Set problem
Return each line of the listing below, unchanged, and omit the images.

Data for this exercise
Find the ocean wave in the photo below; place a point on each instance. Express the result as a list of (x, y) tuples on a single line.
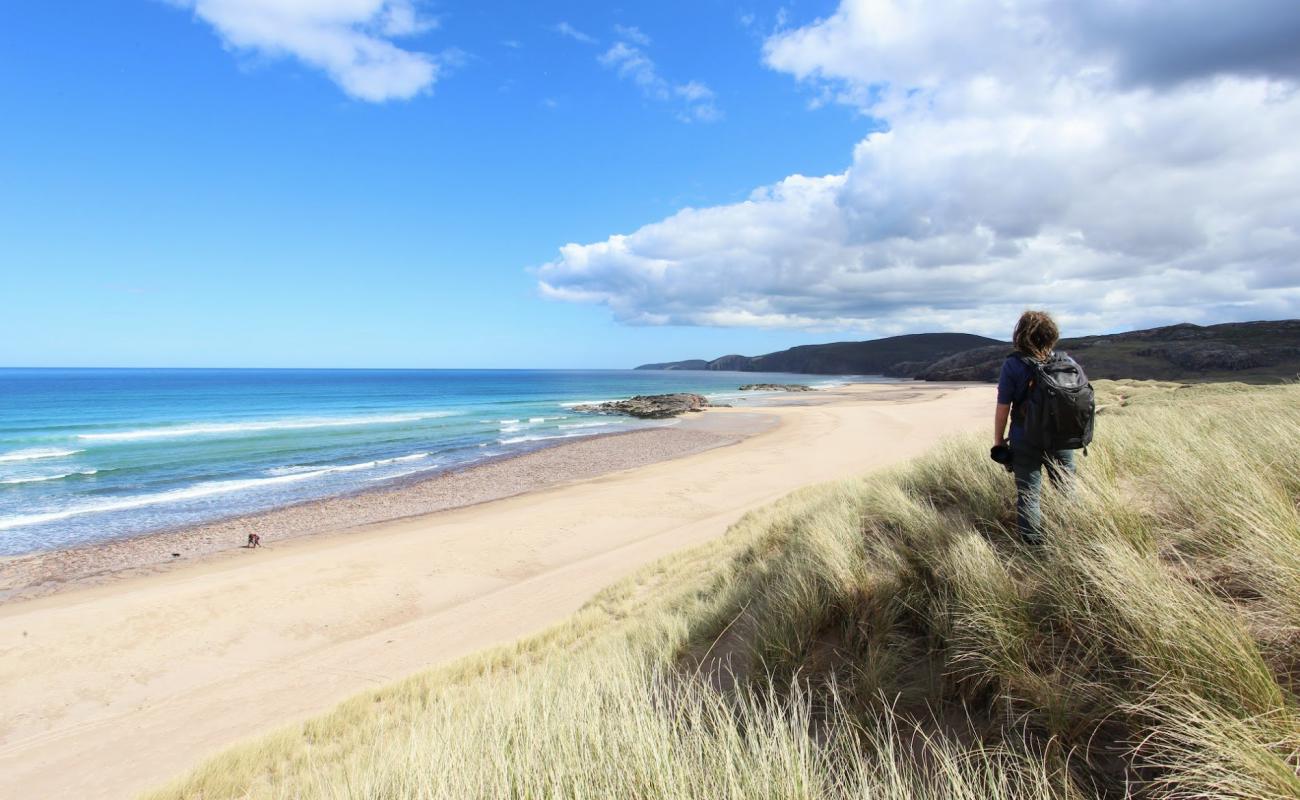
[(534, 439), (319, 468), (35, 453), (195, 492), (37, 479), (255, 427)]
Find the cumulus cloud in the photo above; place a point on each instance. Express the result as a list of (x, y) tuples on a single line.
[(693, 100), (1095, 161), (350, 40)]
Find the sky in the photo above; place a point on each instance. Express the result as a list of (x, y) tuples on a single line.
[(419, 184)]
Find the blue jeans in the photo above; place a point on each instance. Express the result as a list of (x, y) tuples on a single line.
[(1027, 463)]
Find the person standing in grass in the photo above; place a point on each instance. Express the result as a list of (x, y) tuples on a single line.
[(1048, 401)]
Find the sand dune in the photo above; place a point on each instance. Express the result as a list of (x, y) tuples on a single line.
[(112, 688)]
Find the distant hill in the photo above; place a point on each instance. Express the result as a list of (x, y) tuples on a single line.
[(1262, 351), (1239, 351), (896, 355)]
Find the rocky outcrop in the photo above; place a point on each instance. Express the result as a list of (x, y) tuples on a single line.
[(650, 406), (776, 388)]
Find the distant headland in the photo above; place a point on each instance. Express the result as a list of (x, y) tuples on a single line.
[(1262, 351)]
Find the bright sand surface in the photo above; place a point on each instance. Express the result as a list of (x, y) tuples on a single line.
[(109, 690)]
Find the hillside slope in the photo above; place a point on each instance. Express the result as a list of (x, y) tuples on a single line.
[(889, 636), (895, 355), (1242, 351)]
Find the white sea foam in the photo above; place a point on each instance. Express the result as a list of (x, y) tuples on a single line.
[(570, 405), (424, 468), (37, 479), (35, 453), (196, 491), (319, 468), (255, 427)]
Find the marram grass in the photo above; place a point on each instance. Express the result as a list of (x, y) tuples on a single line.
[(889, 638)]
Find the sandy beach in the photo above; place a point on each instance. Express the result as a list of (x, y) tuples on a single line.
[(131, 667)]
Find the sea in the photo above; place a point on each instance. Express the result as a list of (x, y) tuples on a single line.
[(95, 454)]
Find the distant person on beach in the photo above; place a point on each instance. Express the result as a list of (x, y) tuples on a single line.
[(1049, 403)]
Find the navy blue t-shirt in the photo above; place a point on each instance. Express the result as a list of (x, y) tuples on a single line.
[(1013, 386)]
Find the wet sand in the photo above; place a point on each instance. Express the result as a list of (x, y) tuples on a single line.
[(38, 574), (107, 690)]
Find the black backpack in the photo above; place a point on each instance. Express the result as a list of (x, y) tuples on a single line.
[(1060, 406)]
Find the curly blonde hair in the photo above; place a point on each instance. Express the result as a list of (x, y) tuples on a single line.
[(1036, 334)]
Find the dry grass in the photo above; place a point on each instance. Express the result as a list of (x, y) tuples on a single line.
[(889, 638)]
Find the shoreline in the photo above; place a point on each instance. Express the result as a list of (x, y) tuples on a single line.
[(183, 661), (43, 573)]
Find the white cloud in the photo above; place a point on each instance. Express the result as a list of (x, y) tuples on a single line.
[(1031, 155), (564, 29), (693, 100), (631, 33), (351, 40)]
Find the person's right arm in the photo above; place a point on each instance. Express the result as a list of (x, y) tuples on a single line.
[(1005, 392)]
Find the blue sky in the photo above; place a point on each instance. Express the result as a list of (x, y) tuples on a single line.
[(165, 200), (420, 184)]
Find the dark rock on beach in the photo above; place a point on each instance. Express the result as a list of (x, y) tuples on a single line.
[(650, 406), (776, 388)]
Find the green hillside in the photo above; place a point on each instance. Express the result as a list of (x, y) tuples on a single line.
[(889, 636)]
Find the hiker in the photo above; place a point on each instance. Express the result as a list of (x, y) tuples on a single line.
[(1049, 402)]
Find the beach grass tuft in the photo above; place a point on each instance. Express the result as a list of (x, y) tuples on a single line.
[(889, 636)]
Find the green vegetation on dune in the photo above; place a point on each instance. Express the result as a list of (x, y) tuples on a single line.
[(888, 636)]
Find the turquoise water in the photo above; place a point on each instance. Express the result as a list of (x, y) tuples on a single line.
[(94, 454)]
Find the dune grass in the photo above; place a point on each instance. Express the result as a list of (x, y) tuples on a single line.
[(891, 638)]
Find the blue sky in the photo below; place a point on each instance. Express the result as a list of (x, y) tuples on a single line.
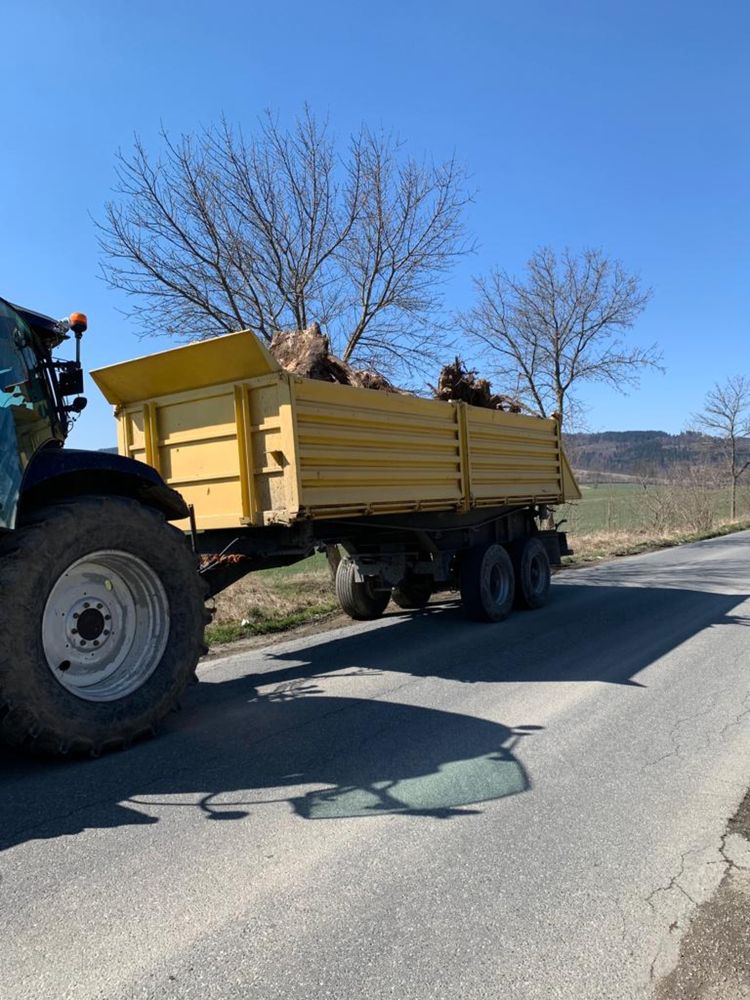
[(617, 125)]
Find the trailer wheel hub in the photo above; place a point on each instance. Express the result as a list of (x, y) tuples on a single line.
[(90, 624), (105, 625)]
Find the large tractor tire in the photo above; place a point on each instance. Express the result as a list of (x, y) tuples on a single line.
[(487, 583), (101, 625), (359, 598)]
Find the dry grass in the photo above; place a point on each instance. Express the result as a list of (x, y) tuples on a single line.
[(272, 601), (279, 599), (597, 545)]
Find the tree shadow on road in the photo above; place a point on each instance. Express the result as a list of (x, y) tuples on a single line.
[(276, 735)]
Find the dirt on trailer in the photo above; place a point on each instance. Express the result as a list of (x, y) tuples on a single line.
[(457, 382), (307, 353)]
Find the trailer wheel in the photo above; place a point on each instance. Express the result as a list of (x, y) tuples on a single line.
[(487, 583), (102, 625), (359, 599), (532, 570), (413, 593)]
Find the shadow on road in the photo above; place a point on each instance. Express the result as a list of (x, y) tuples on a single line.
[(278, 736)]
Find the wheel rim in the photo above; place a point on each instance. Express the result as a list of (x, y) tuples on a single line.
[(105, 625)]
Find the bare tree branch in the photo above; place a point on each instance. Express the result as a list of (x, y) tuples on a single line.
[(278, 229), (560, 325), (726, 419)]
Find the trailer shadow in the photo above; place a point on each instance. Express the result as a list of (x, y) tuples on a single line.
[(283, 734), (587, 632), (234, 751)]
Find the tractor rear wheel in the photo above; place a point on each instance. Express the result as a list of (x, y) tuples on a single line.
[(102, 625)]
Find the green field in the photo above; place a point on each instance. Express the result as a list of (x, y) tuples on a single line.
[(618, 507)]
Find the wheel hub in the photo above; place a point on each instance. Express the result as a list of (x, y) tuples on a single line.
[(88, 623), (105, 625)]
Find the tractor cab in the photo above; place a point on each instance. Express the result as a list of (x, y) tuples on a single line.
[(34, 392)]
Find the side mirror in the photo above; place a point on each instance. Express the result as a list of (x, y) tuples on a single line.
[(70, 381)]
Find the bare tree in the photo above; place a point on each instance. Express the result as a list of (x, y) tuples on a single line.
[(726, 417), (280, 229), (560, 325)]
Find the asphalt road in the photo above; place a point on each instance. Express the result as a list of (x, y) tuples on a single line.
[(419, 807)]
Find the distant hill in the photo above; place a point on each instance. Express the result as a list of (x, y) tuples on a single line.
[(622, 454)]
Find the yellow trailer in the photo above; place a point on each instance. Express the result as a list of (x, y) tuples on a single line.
[(421, 494), (246, 443)]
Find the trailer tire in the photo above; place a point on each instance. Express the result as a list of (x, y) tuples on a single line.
[(359, 599), (63, 564), (487, 583), (413, 593), (533, 574)]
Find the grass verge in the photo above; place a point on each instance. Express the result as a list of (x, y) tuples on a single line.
[(273, 600), (597, 546)]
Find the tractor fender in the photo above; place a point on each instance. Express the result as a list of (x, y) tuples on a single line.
[(59, 473)]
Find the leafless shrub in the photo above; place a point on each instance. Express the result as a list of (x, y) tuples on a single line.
[(560, 325)]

Solution to this exercise
Find the ocean wave in the photo below; place a point on each instance. Express the result as a list of (x, y) tuples on a single line.
[(534, 439), (319, 468), (35, 453), (195, 492), (37, 479), (255, 427)]
Find the cumulus cloud in the photo above; place a point on each instance. Express the result as a list of (x, y) tuples on a single line.
[(693, 100), (1095, 161), (350, 40)]
Find the sky in the photo above; place a point on each instance. Express the result as a list of (x, y) tuples on a single line.
[(419, 184)]
Find the blue jeans in the photo above; place a point on each instance. Express the result as a list of (x, y) tuples on a single line.
[(1027, 463)]
Find the person standing in grass in the photo above; place a point on each instance. Express the result as a list of (x, y) tuples on a single line.
[(1048, 401)]
Find the sand dune in the photo above; place a point on each instance. Express the result as a list of (x, y) tuples on a single line.
[(112, 688)]
Find the distant hill in the photo above; place a point on each instance. Express the result as a list of (x, y) tuples on a single line.
[(1262, 351), (1239, 351), (896, 355)]
Find the rocky outcrop in the photo above; place a point on each instance. Express the result as a list of (x, y) tuples on a single line.
[(650, 406), (776, 388)]
Find the distant headland in the photo above; place a point on each instance. Express the result as a list of (x, y) tuples on a single line.
[(1262, 351)]
Find the bright sand surface in the photo above; place a point on each instance. Express the result as a list of (x, y) tuples on a single line.
[(109, 690)]
Find the hillside slope in the photo above; place a point on each instance. Express the result as a list of (x, y) tuples on a single line.
[(889, 636), (895, 355), (1242, 351)]
Find the white sea foam in the photo above; place a point on each instance. Express the result as a list of (x, y) tuples on a single line.
[(570, 405), (424, 468), (37, 479), (35, 453), (196, 491), (319, 468), (255, 427)]
Find the marram grass in the photo above; place a point on each instance. Express the result as a list of (x, y) tuples on a single line.
[(889, 638)]
Find the sandy beach in the photo above; place a point on each instance. Express the result as a list of (x, y) tuples on a single line.
[(131, 667)]
Find the sea in the photo above; place a point on each instance. Express the result as a list of (x, y) tuples on a single line.
[(95, 454)]
Find the distant person on beach in the photo above; place a point on each instance. Express the result as a list of (x, y) tuples on a single line.
[(1049, 403)]
Find the navy blue t-shirt in the photo above; place a point on each instance. Express the result as a list of (x, y) tuples on a single line.
[(1013, 386)]
Find the wet sand in the photo above; place a point on each instance. Express the result as a list of (x, y) tuples on a single line.
[(38, 574), (107, 690)]
Find the black backpack in the photo above; place a point on each instance. Express the result as a list of (x, y) tuples on a single line.
[(1060, 406)]
Find the curly blonde hair in the photo above; place a point on each instance. Express the result as a list of (x, y) tuples on a single line.
[(1036, 334)]
Find the dry grass in the photo above; place a point on each instance. Express the result as a list of (x, y) tuples on a single line.
[(889, 638)]
Find the shoreline in the photo above; place a point on each instance. Express the result as a list of (x, y) tuples on a single line.
[(183, 661), (43, 573)]
Find the white cloud in the photo above; place a point on each instance. Express the result as a list of (x, y) tuples on a single line.
[(1031, 155), (564, 29), (693, 100), (631, 33), (351, 40)]
Find the person's right arm in the photo above; place a point on each instance. Express the result as a list of (x, y) tuples on a single line.
[(1005, 392)]
Find the blue sky in the photo above; place a point on each instance. Express the result as a list of (x, y) tuples on a single line.
[(165, 200), (420, 184)]
Find the dark rock on beach in the photo above; place a point on each instance. Express the result as a list of (x, y) tuples on a single line.
[(650, 406), (776, 388)]
Find the green hillside in the photo above; place a point on each instance. Express the result as a list of (x, y) tuples on a single line.
[(889, 636)]
Find the hiker in the photo above; place a point on each instance. Express the result as a list of (x, y) tuples on a single line.
[(1049, 402)]
Find the beach grass tuft in the photo above; place a point on each instance. Express the result as a list of (x, y) tuples on a single line.
[(889, 636)]
Find the green vegetation on dune in the photo above; place a point on each instance. Express the result as a list of (x, y) tuples on a single line.
[(888, 636)]
Find the turquoise water in the photo above; place a point on each instance. Express the result as a list of (x, y) tuples on a single line.
[(94, 454)]
Find the dune grass in the photo above; place a point on each instance. Express the result as a list of (x, y) tuples on a single line.
[(891, 638)]
Find the blue sky in the photo below; place a point on each instance. Express the result as a list of (x, y) tuples on a single line.
[(617, 125)]
Find the trailer wheel hub in the photo above; place a point on each instance. Express the result as a list of (x, y) tuples on a single line.
[(90, 624), (105, 625)]
Find the large tractor tire in the photo above; place a point on each instance. Express the result as a list of (x, y) tuples on a single line.
[(487, 583), (101, 625), (359, 598)]
Find the dry grass in the photo above; place a point on each instance. Express the result as a list of (x, y) tuples on a single line.
[(272, 601), (279, 599), (597, 545)]
Find the tree shadow on road in the photo above; place a point on each instance. Express the result as a list of (x, y) tuples on a single line.
[(276, 735)]
Find the dirt on trailer in the photo above; place a point on each instance. Express the result as a list of (x, y) tuples on a single line.
[(457, 382), (307, 353)]
Find the trailer wheel in the photo above; place a point on each instance. Express the result as a list of (x, y) tuples on a single line.
[(487, 583), (102, 625), (359, 599), (532, 570), (413, 593)]
Find the shadow on road in the photo above; place a point on each instance. Express the result as a list of (x, y) tuples on a single line.
[(278, 736)]
Find the wheel rim in the photo above; place a point on each instance. Express the result as a list of (x, y) tuples on a single line.
[(105, 625)]
Find the bare tree branch in the photo above; place a point on each instance. Express the result as a list of (x, y) tuples on a single line.
[(278, 229), (560, 325), (726, 419)]
Find the trailer shadow in the photo above; place a point on each instance. Express the result as a list of (x, y) tuples on a single line.
[(283, 734), (587, 632), (234, 751)]
Find the tractor rear wheel in the photo above; place a point on each instance. Express the result as a list of (x, y) tuples on a single line.
[(102, 625)]
Find the green field in the photo above; place a point on each instance. Express the result as a list of (x, y) tuples on a single line.
[(618, 507)]
Find the wheel hub in the photo above; place a point on each instance. Express the result as a list of (x, y) tuples on a single line.
[(88, 623), (105, 625)]
Find the tractor cab in the photo above; place a point on each instance. Express the result as a list of (x, y) tuples on a single line.
[(34, 392)]
Find the side mirror in the photo above; place a point on each instance. Express the result as a list of (x, y) tuples on a single line.
[(70, 381)]
Find the bare tree in the photo above; place a point on each instance. Express the result as a list of (x, y) tuples on a single line.
[(726, 417), (280, 229), (560, 325)]
Find the asphalt road in the photo above; place a point on each instance. Express the result as a list of (x, y) tuples on a single line.
[(419, 807)]
Find the distant hill in the photo above; place a point on each instance. Express the result as a list of (x, y) tuples on a single line.
[(622, 454)]
Find the yellow trailer in the photo above; place a point on each instance. Express the result as a list of (x, y) tuples on a single line.
[(421, 494), (246, 443)]
Find the trailer tire in the photo above; place a point on each instance. Express the result as a list of (x, y) tuples on a single line.
[(359, 599), (63, 564), (487, 583), (413, 593), (533, 574)]
Find the grass verge in the photo above; place a point on each instance. Express the result as a list of (x, y) tuples on a single line.
[(273, 600), (597, 546)]
Find the tractor fender in the photo above; place a point on each instance. Express the result as a list of (x, y) tuples on a single line.
[(59, 473)]
Find the leafless shrub in the photo above; place a point on each instance. Express the result as a list of (x, y) tuples on a single line.
[(560, 325)]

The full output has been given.